Objective: Rewrite all the data below as a JSON list of strings, one string per line, skipping blank lines and leaving out the pictures.

Dataset content:
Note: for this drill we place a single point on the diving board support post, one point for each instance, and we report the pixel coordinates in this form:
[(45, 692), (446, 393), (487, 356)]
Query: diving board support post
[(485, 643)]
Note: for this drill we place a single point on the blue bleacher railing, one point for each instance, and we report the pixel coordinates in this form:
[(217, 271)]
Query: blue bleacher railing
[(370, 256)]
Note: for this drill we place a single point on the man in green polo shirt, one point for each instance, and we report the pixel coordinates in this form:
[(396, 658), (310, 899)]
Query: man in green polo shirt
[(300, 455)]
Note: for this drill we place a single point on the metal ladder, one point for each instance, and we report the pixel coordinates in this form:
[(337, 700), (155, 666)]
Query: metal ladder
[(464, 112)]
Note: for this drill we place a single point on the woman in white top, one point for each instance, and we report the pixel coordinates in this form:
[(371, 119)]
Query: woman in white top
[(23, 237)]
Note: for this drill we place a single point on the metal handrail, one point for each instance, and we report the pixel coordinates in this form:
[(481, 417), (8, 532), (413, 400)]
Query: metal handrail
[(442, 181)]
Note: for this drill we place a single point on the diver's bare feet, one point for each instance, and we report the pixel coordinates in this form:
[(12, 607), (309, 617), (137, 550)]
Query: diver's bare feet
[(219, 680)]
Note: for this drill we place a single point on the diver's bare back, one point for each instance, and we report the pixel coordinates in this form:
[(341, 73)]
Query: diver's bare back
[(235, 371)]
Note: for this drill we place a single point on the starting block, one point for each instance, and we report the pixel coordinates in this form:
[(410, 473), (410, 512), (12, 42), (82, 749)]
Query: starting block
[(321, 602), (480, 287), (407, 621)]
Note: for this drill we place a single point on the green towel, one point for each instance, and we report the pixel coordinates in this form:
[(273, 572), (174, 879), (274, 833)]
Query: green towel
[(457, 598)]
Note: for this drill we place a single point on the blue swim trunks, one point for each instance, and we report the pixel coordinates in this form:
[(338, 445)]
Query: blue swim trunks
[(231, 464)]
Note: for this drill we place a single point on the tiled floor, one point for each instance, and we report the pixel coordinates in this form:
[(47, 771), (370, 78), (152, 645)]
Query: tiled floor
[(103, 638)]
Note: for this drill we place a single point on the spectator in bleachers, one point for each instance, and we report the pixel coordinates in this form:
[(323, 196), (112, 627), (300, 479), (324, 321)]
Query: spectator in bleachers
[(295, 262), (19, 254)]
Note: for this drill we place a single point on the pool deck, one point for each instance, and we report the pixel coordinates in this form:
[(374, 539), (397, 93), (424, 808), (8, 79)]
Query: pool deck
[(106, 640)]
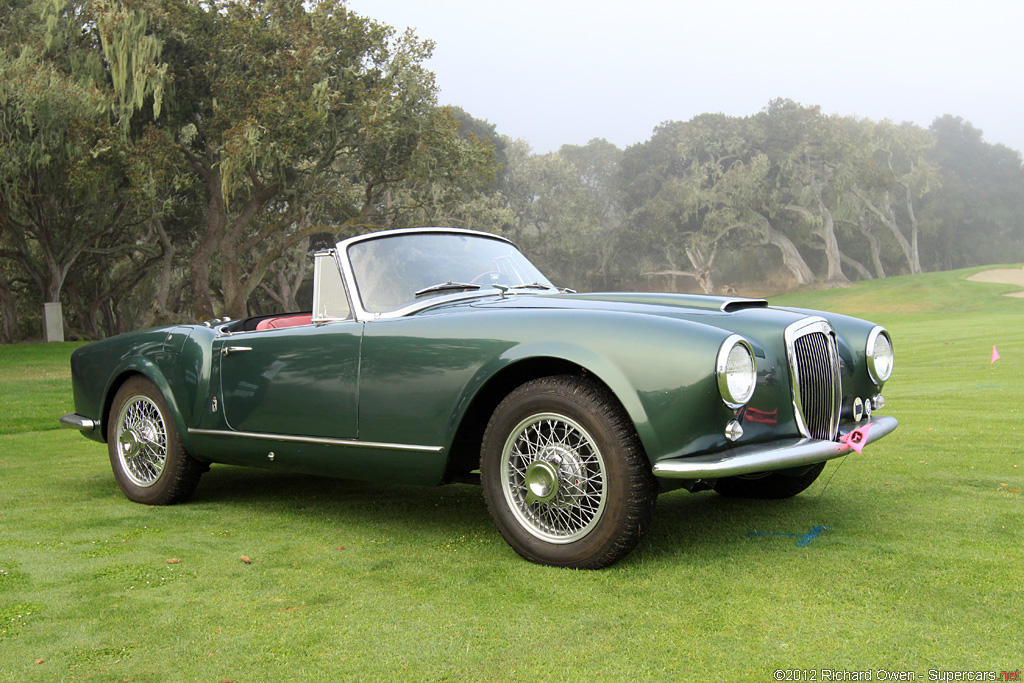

Exercise answer:
[
  "Note: for this drill we place a single point on the diving board support post, one point for each instance, and we report the pixel coordinates in this form:",
  "[(45, 692), (446, 393), (487, 356)]",
  "Query: diving board support post",
  "[(485, 643)]",
  "Note: for this drill we place a single point on the blue bleacher railing, one point for each instance, and we report the pixel coordinates in this form:",
  "[(217, 271)]",
  "Query: blue bleacher railing",
  "[(370, 256)]",
  "Note: for this drill we place a single point on the man in green polo shirt, one point for each instance, and we report the pixel coordinates in this form:",
  "[(396, 658), (310, 899)]",
  "Query: man in green polo shirt",
  "[(300, 455)]",
  "Note: for this drill we place a single point on the metal ladder, one point for each instance, and we report the pixel coordinates in this form:",
  "[(337, 700), (155, 666)]",
  "Query: metal ladder",
  "[(464, 112)]",
  "Note: for this drill we place a single point on the woman in white top, one point for each instance, and we report the pixel coordinates in this form:",
  "[(371, 119)]",
  "Query: woman in white top",
  "[(23, 237)]",
  "Note: for this drill we place a single point on the metal handrail, one point for each instance, and we report the pixel coordinates in this form:",
  "[(481, 417), (8, 532), (413, 400)]",
  "Query: metal handrail",
  "[(442, 181)]",
  "Note: for this drill we place a single point on the diver's bare feet, one point for each instance, and we report the pixel coordinates in this form:",
  "[(12, 607), (309, 617), (137, 550)]",
  "Query: diver's bare feet",
  "[(219, 680)]",
  "Note: for this drill we place a single point on the diver's bare back, one point for each instance, and we report the pixel coordinates in this form:",
  "[(341, 73)]",
  "Query: diver's bare back",
  "[(235, 371)]",
  "Note: for this drill we place a single point on the starting block, one point for each instance, and we report the pixel coordinates in this form:",
  "[(410, 473), (410, 512), (12, 42), (82, 749)]",
  "Query: starting block",
  "[(321, 602), (480, 287), (407, 621)]",
  "Note: for this drill we place a single point on the green towel, one point for each instance, and we report the pixel coordinates in this form:",
  "[(273, 572), (174, 879), (274, 833)]",
  "Query: green towel",
  "[(457, 598)]",
  "Note: for this drill we place a single point on the blue swim trunks, one point for each instance, and we report the pixel coordinates in this form:",
  "[(338, 445)]",
  "Query: blue swim trunks",
  "[(231, 464)]",
  "Note: for this drill we place a single point on the tiled floor, one point for each instance, and we report the pixel coordinates in this form:",
  "[(47, 771), (370, 78), (152, 645)]",
  "Query: tiled floor",
  "[(103, 638)]",
  "Note: for this drill we place a single point on the spectator in bleachers, one point for each instance, and we report the pixel coordinates in this form:",
  "[(323, 196), (112, 627), (300, 479), (324, 321)]",
  "Query: spectator in bleachers",
  "[(295, 262), (19, 254)]",
  "Note: for this drill we place a single point on the pool deck, one point for each instance, and we report the pixel coordinates in this form:",
  "[(374, 539), (397, 93), (424, 808), (8, 79)]",
  "Query: pool deck",
  "[(106, 640)]"
]